Work required:
Copy out the whole listing exactly as written, leaving the pictures behind.

Dataset records:
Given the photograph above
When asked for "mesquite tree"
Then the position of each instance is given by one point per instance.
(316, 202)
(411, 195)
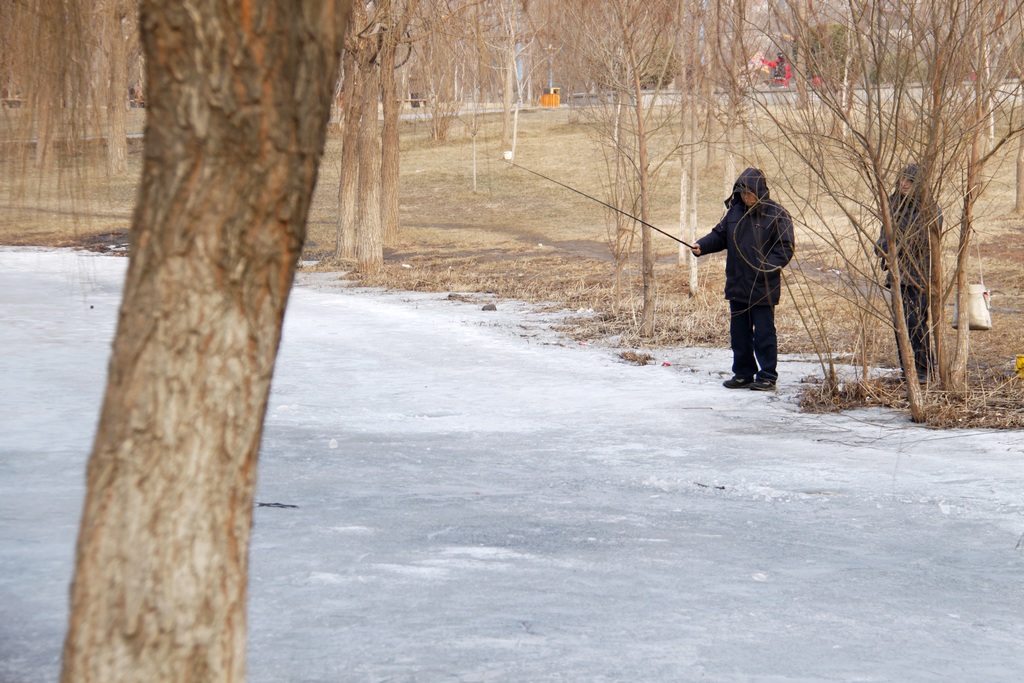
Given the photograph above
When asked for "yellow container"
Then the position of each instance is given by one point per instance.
(551, 97)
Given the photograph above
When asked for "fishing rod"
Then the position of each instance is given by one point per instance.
(508, 158)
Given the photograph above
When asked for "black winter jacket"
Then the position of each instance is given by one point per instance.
(909, 224)
(759, 243)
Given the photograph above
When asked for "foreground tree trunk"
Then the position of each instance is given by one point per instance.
(240, 94)
(348, 184)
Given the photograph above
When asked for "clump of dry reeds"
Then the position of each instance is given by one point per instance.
(636, 357)
(995, 401)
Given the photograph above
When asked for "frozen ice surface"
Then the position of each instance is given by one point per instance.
(478, 500)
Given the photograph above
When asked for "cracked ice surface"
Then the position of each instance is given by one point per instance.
(478, 500)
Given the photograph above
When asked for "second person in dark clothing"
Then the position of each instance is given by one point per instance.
(911, 216)
(757, 236)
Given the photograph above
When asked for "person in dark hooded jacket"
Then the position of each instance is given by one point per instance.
(757, 236)
(910, 219)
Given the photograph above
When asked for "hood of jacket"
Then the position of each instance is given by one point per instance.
(752, 179)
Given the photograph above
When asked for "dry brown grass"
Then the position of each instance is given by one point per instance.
(518, 237)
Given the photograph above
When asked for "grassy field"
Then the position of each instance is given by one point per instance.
(520, 237)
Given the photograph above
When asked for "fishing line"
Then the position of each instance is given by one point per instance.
(594, 199)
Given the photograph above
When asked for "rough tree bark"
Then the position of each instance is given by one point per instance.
(348, 184)
(240, 94)
(369, 229)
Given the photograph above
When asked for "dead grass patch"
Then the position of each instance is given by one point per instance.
(995, 401)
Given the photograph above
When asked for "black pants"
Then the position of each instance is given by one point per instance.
(752, 332)
(915, 312)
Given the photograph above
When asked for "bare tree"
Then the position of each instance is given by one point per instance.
(120, 37)
(628, 48)
(930, 78)
(240, 96)
(395, 17)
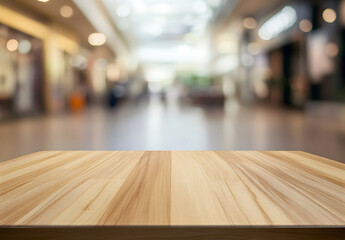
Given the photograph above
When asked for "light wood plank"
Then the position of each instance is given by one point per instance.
(172, 189)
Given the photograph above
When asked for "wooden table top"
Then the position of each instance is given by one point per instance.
(172, 189)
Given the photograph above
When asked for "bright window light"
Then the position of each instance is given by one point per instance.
(123, 11)
(66, 11)
(279, 23)
(97, 39)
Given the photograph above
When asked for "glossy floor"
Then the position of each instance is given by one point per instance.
(157, 125)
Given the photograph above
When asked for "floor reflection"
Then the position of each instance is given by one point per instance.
(169, 125)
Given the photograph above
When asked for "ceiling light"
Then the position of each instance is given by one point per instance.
(123, 11)
(249, 23)
(305, 26)
(66, 11)
(12, 45)
(253, 48)
(279, 23)
(25, 46)
(97, 39)
(200, 6)
(329, 15)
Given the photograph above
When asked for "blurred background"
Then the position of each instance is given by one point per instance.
(172, 75)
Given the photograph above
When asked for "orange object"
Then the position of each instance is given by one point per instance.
(77, 101)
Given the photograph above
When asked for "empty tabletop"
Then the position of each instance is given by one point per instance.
(170, 192)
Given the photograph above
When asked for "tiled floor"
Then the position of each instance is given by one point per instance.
(155, 125)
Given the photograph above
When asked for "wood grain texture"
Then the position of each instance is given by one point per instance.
(172, 189)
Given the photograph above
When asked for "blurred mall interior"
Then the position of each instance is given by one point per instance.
(172, 75)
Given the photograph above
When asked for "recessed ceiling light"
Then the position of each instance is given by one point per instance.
(329, 15)
(249, 23)
(97, 39)
(66, 11)
(12, 45)
(25, 46)
(305, 25)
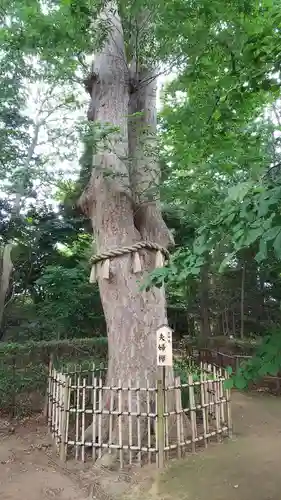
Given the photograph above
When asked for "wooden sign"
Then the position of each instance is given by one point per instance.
(164, 347)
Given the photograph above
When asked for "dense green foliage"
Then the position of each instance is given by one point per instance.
(220, 154)
(24, 369)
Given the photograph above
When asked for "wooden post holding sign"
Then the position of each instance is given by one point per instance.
(164, 353)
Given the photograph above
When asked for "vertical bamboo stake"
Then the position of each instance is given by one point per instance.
(228, 408)
(138, 419)
(100, 418)
(211, 391)
(63, 444)
(202, 390)
(60, 412)
(216, 401)
(120, 416)
(54, 405)
(111, 409)
(94, 417)
(67, 415)
(166, 414)
(207, 396)
(130, 421)
(160, 418)
(77, 417)
(57, 409)
(48, 394)
(50, 401)
(83, 419)
(192, 408)
(221, 396)
(178, 412)
(92, 383)
(148, 419)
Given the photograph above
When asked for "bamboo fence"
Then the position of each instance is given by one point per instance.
(144, 422)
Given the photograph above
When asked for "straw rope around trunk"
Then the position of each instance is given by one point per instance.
(104, 257)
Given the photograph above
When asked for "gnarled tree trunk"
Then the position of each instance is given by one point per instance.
(122, 200)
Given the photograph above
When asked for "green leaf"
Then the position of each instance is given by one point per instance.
(226, 261)
(253, 235)
(277, 245)
(240, 382)
(271, 233)
(229, 383)
(262, 254)
(229, 370)
(238, 192)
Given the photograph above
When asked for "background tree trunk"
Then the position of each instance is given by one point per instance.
(116, 200)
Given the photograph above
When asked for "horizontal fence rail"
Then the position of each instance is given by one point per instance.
(142, 421)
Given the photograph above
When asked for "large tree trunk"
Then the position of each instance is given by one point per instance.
(123, 211)
(6, 271)
(205, 330)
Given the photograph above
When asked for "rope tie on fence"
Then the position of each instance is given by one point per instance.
(103, 258)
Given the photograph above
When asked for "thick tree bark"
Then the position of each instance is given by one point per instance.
(7, 267)
(205, 329)
(123, 212)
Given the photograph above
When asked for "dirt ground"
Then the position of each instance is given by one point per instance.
(244, 468)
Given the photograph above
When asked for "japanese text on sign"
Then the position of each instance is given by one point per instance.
(164, 346)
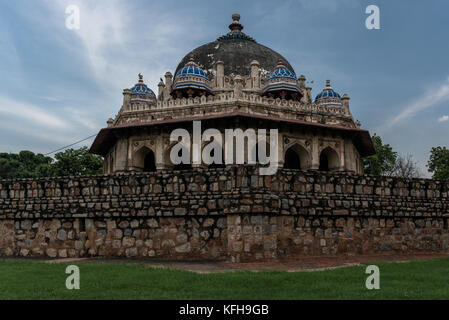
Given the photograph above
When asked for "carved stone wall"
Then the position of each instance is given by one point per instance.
(223, 214)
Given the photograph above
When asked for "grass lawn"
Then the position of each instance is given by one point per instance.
(420, 279)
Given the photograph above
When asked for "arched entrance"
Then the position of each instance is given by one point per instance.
(296, 157)
(149, 162)
(144, 160)
(329, 160)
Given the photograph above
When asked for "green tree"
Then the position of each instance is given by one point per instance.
(25, 164)
(383, 162)
(438, 163)
(77, 162)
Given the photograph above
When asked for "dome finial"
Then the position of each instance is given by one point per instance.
(236, 25)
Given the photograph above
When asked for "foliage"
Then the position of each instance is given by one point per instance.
(406, 167)
(77, 162)
(438, 163)
(27, 164)
(383, 162)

Result for this exercise:
Given the photograph above
When asked for "mesquite tree"
Then the position of each instance is given by one point per instance.
(316, 202)
(411, 195)
Given the photograph above
When asked for "yellow container"
Then the position of each instance is given by one point per instance.
(551, 97)
Given the photograph above
When asked for "fishing rod"
Then the position of each instance is given by one point per instance.
(508, 158)
Given the photograph above
When asked for "black winter jacket"
Then the position of each instance is given by one point per instance.
(909, 224)
(759, 243)
Given the photograph above
When asked for "foreground tree trunk"
Then the position of each instance is given by one point per instance.
(240, 94)
(348, 184)
Given the photograph above
When asked for "clump of dry reeds"
Then the position of each instance is given by one point per instance.
(636, 357)
(995, 401)
Given the photograph above
When asked for "frozen ice surface"
Then the position of each instance is given by one point per instance.
(478, 500)
Given the photograph above
When asked for "cracked ice surface"
Then the position of each instance is given by one point per instance.
(478, 500)
Given the photograph above
When asked for "second person in dark clothing"
Then the position of each instance is given by one point per instance.
(911, 216)
(757, 236)
Given the photograph above
When asked for "person in dark hooded jacket"
Then the position of each instance is given by one point per instance.
(757, 236)
(910, 219)
Given the photograph above
When asked for "hood of jacket"
Then the position of each instance is given by one point per instance.
(752, 179)
Given the photograph above
When asked for "dry brown grass"
Then the position of each instance is given by one point per instance.
(518, 237)
Given the photograph above
When asked for "grassy field"
Then the position of each instance is given by one point per instance.
(520, 237)
Given the photograph above
When asked for "fishing line"
Then the position of each instance is given by one point per instance.
(594, 199)
Given the photograph above
When asked for "rough tree bark"
Then the position of each instance is given by one point per instance.
(348, 184)
(240, 94)
(369, 229)
Given the photograph above
When asked for "dead grass patch"
Then the position of each instance is given by one point per instance.
(995, 401)
Given the photograph above
When asked for "black pants"
Then the position of each instance is given by one point per instance.
(752, 332)
(915, 312)
Given the photograph above
When asked for "bare tree"
Then the position of each instance is given by one point per instance.
(120, 37)
(628, 48)
(930, 78)
(240, 96)
(395, 17)
Given the photograph above
When asked for "light wood plank"
Then the position of each instance is given by one point per instance.
(172, 189)
Given the photograph above
When asked for "wooden table top"
Then the position of each instance is given by one point per instance.
(172, 189)
Given the photograph above
When asked for "bright window light"
Then the position of each instance is given by one point per instance.
(123, 11)
(66, 11)
(279, 23)
(97, 39)
Given the photograph above
When asked for "glossy floor"
Then the position of each instance is given by one point per instance.
(157, 125)
Given the photograph above
When asked for "floor reflection"
Then the position of each instance is given by one point per instance.
(169, 125)
Given the photograph above
When asked for "ceiling light"
Then the position of each instance is given by one point per instance.
(123, 11)
(249, 23)
(305, 26)
(66, 11)
(12, 45)
(253, 48)
(279, 23)
(25, 46)
(97, 39)
(200, 6)
(329, 15)
Given the photograph above
When asked for "blurred background"
Then the position of each instance is given by one point per instance.
(172, 75)
Given the photograph above
When asked for "orange object"
Then the position of each instance is given by one point per instance.
(77, 101)
Given the photograph above
When asked for "empty tabletop"
Then the position of each instance is given by one point per instance.
(170, 192)
Given the photograph above
When asked for "tiled floor"
Then the position of each instance is given by one point per instance.
(155, 125)
Given the photograph above
When asked for "wood grain texture"
Then the position of each instance is given by one point per instance.
(172, 189)
Given the photograph above
When asked for "blurred mall interior"
Then the position of each instance is given by one point per instance.
(172, 75)
Given the photograph above
When asked for "recessed ceiling light"
Then the position of each instance is given by one point per instance.
(329, 15)
(249, 23)
(97, 39)
(66, 11)
(12, 45)
(25, 46)
(305, 25)
Given the photograph above
When asked for "wooden sign"
Then the position of each instance is given by one point per instance.
(164, 347)
Given the photograph above
When asked for "dense green foliage"
Then the position of each instance is given by one point per instance.
(220, 154)
(24, 369)
Given the photograph above
When asked for "wooden post holding sign"
Then the position of each instance is given by one point per instance.
(164, 353)
Given the photograph above
When asked for "vertical bamboo stake"
Then the position of each instance is given by one point per instance.
(228, 408)
(138, 419)
(100, 418)
(211, 391)
(63, 444)
(202, 390)
(60, 412)
(216, 401)
(120, 416)
(54, 405)
(111, 409)
(94, 417)
(67, 415)
(166, 414)
(207, 396)
(130, 421)
(160, 418)
(77, 417)
(57, 409)
(48, 394)
(50, 401)
(83, 419)
(192, 408)
(221, 396)
(178, 412)
(92, 383)
(148, 419)
Given the photograph above
When asked for "bamboo fence"
Then the position of each instance is given by one point per instance.
(144, 422)
Given the photograph above
When asked for "straw rope around trunk"
Then the position of each instance is given by one point per instance.
(104, 257)
Given the photograph above
When asked for "gnarled tree trunk"
Then the position of each instance is given by one point per instance.
(122, 200)
Given the photograph above
When asked for "green leaf"
Then the position of each instance is given by one point per instance.
(226, 261)
(253, 235)
(277, 245)
(240, 382)
(271, 233)
(229, 383)
(262, 254)
(229, 370)
(238, 192)
Given the photograph above
When asked for "background tree trunk"
Then the position of each instance is given by one point per instance.
(116, 200)
Given the photograph above
When asked for "horizontal fence rail"
Then the position of each instance is given by one point per instance.
(142, 421)
Given the photograph above
When asked for "large tree trunk"
Then the position of each instance is given by one point per instance.
(123, 211)
(6, 271)
(205, 330)
Given the photograph above
When asked for "rope tie on fence"
Then the position of each instance is given by one point per instance.
(103, 258)
Given the photograph above
When asked for "thick tree bark"
Then the position of each instance is given by one point per instance.
(7, 267)
(205, 329)
(123, 212)
Given the photograph above
When asked for "dirt ground"
Then the position of each instance is given by one point per instance.
(244, 468)
Given the photograph above
When asked for "japanese text on sign"
Then the position of each instance is given by one point per instance.
(164, 346)
Given the photograph above
When asked for "carved stone wall"
Then the position of each instance is given by one point per instance.
(223, 214)
Given the photograph above
When asked for "grass lawn"
Then the position of each instance is given by one point per instance.
(420, 279)
Given the photograph above
When asked for "arched entrance"
Then the position of each instance is given by one point per instance.
(296, 157)
(149, 162)
(144, 160)
(329, 160)
Given the photograph above
When asked for "green tree"
Then the position of each instance is given by one point per instance.
(25, 164)
(383, 162)
(438, 163)
(77, 162)
Given the photograph above
When asked for "dome finial"
Then the position of each instance is given by one point per instance.
(236, 25)
Given the photograph above
When asked for "foliage"
Then the position of each instance is given by one point per instance.
(406, 167)
(77, 162)
(438, 163)
(27, 164)
(383, 162)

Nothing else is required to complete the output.